■ Text shown ■
______________________________

County of San Diego: producing a successful popular annual financial report.

Author:Pena, Gaby

In the hands of an investor, stakeholder, or rating agency, the comprehensive annual financial report (CAFR) is, for the most part, easily understood. But in the hands of a citizen with no financial background, governmental reporting expertise, or clear understanding of generally accepted accounting principles, it can be very intimidating. As a result, the Government Finance Officers Association (GFOA) encourages state and local governments to issue a popular annual financial report (PAFR) to supplement the CAFR by providing a less detailed overview of a governments financial activities. The PAFR can play an important role in making financial information accessible to ordinary citizens and other interested parties who may find traditional financial reports cumbersome. The purpose of the popular report is not to replace or to detract readers from the CAFR, but to act as a supplement.


When the County of San Diego issued its first PAFR in 2008, it had to determine what to put in the book, how to organize the data, and what design options to use. Team members put together a work plan that was made up of four stages, explained below.

  1. Data Analysis. The team reviewed award-winning PAFRs to identify what data other entities considered important and how other entities presented their financial information. They focused on entities of similar size, structure, and services provided.

______________________________

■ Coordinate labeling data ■

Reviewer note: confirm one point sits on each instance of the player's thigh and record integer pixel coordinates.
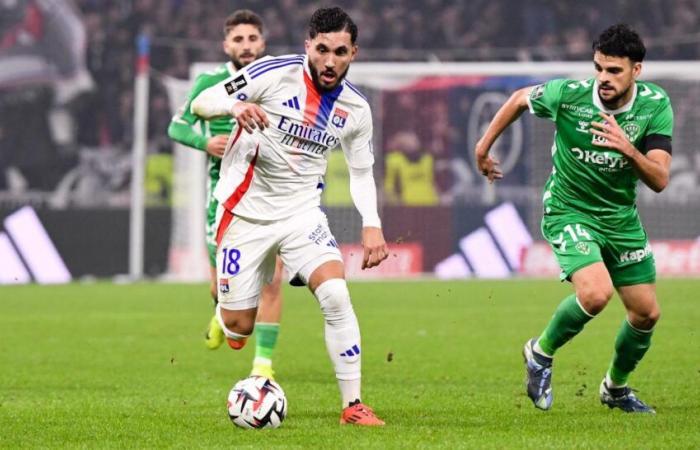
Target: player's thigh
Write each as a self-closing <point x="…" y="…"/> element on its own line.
<point x="210" y="226"/>
<point x="628" y="255"/>
<point x="641" y="302"/>
<point x="245" y="262"/>
<point x="575" y="243"/>
<point x="308" y="244"/>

______________________________

■ Required work ■
1 > Translate this sentence from the article into Spanish: "The PAFR can play an important role in making financial information accessible to ordinary citizens and other interested parties who may find traditional financial reports cumbersome."
2 > Please write out all the entries again, substituting "player's knee" for "player's thigh" and keeping everything else the same. Leave the pictures out.
The article and the entries were taken from separate sources.

■ Problem solutions ■
1 > El PAFR puede desempeñar un papel importante para hacer que la información financiera sea accesible a los ciudadanos comunes y a otras partes interesadas a quienes los informes financieros tradicionales les resulten engorrosos.

2 >
Reviewer note: confirm one point sits on each instance of the player's knee and record integer pixel coordinates.
Target: player's knee
Write each as a self-closing <point x="…" y="…"/> element on its own line.
<point x="210" y="226"/>
<point x="628" y="255"/>
<point x="641" y="302"/>
<point x="245" y="262"/>
<point x="575" y="243"/>
<point x="308" y="244"/>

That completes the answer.